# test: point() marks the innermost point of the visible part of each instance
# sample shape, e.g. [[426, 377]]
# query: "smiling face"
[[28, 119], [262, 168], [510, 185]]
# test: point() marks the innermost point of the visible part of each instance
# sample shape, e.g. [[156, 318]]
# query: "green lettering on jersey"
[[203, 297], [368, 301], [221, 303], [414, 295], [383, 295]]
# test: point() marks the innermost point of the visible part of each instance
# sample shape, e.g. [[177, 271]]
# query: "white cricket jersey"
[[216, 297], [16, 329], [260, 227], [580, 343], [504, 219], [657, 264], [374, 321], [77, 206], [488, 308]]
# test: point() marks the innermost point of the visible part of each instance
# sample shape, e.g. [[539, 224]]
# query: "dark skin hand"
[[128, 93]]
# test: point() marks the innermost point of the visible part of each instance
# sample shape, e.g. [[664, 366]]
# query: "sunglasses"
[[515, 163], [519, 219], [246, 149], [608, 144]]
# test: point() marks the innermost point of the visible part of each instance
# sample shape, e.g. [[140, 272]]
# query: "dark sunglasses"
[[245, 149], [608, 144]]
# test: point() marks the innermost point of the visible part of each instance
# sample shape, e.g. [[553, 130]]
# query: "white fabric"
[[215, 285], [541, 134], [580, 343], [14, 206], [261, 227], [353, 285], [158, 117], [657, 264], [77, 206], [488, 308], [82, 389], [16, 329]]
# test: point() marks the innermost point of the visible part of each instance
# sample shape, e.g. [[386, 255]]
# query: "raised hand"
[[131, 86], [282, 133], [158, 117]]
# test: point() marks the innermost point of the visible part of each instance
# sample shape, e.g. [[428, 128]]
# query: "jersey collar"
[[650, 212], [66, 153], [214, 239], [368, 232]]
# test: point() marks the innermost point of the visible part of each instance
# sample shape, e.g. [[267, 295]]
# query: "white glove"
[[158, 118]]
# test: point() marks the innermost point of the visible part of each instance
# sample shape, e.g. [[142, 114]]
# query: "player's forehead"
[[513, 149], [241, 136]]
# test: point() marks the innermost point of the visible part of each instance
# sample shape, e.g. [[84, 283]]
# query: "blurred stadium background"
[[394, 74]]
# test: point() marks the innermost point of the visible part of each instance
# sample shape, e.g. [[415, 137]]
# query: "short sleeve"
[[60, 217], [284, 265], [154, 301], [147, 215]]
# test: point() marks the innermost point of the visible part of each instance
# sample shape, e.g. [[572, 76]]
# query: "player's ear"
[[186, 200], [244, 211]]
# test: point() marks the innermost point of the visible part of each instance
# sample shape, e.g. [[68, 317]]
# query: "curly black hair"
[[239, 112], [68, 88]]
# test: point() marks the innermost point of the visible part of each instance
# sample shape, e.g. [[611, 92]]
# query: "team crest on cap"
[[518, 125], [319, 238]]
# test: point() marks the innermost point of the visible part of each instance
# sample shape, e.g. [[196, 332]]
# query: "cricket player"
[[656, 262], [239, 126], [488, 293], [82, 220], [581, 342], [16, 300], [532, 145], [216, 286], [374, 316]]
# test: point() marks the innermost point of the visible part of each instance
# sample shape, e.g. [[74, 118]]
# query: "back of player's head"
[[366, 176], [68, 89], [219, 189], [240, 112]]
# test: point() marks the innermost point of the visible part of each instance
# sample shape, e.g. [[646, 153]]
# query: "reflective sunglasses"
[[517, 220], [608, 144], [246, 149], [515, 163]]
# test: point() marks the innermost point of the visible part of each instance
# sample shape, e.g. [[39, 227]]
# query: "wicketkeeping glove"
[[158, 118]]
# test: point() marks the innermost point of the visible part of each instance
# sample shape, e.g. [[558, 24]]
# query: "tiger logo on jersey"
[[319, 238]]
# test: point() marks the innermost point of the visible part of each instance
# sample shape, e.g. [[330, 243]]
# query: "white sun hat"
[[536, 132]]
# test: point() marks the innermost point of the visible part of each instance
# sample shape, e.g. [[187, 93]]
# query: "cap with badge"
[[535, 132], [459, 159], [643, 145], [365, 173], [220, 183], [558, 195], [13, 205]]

----

#### Task objective:
Rescale the lines starting at the first one and ending at the line containing "389], [16, 329]]", reproducing all of them in full. Change only the point coordinates in the answers, multiplying each by 0.6 and rounding to a whole number with halves rounded up.

#### Response below:
# test: point() marks the innermost point of the visible part of each instance
# sample shape, e.g. [[426, 377]]
# query: "smiling face"
[[17, 71], [157, 101], [306, 111]]
# test: point() marks the innermost point of the visible part of each instance
# sample shape, e.g. [[156, 318]]
# query: "green lettering on jersey"
[[122, 178], [221, 181], [133, 182], [248, 177], [230, 177]]
# test: point() marks the innermost point of the visible part of each instance
# sample shape, e.g. [[177, 271]]
# query: "white cricket jersey"
[[130, 178], [10, 197], [156, 136], [348, 206], [302, 131], [394, 158], [224, 193], [46, 124], [293, 185]]
# test: point() marks the innermost point of the visible part of each instance
# sample shape, e.g. [[539, 224]]
# query: "dark skin hand"
[[77, 56]]
# test: point() marks the innermost point of the visible part of each instance
# sample shape, e.g. [[664, 366]]
# query: "sunglasses"
[[309, 98], [311, 131], [148, 89], [365, 86]]
# test: point() marks the innermost point of the visible part of each instance
# sample shape, e.g. [[140, 272]]
# query: "dark sunglasses"
[[147, 89], [365, 86]]
# test: point() marks the innermost point of the visible part of each instance
# sample shape, e.g. [[553, 130]]
# query: "white fabric"
[[129, 171], [325, 80], [348, 206], [8, 124], [157, 136], [212, 171], [95, 70], [394, 158], [46, 124], [293, 185], [49, 233], [10, 197]]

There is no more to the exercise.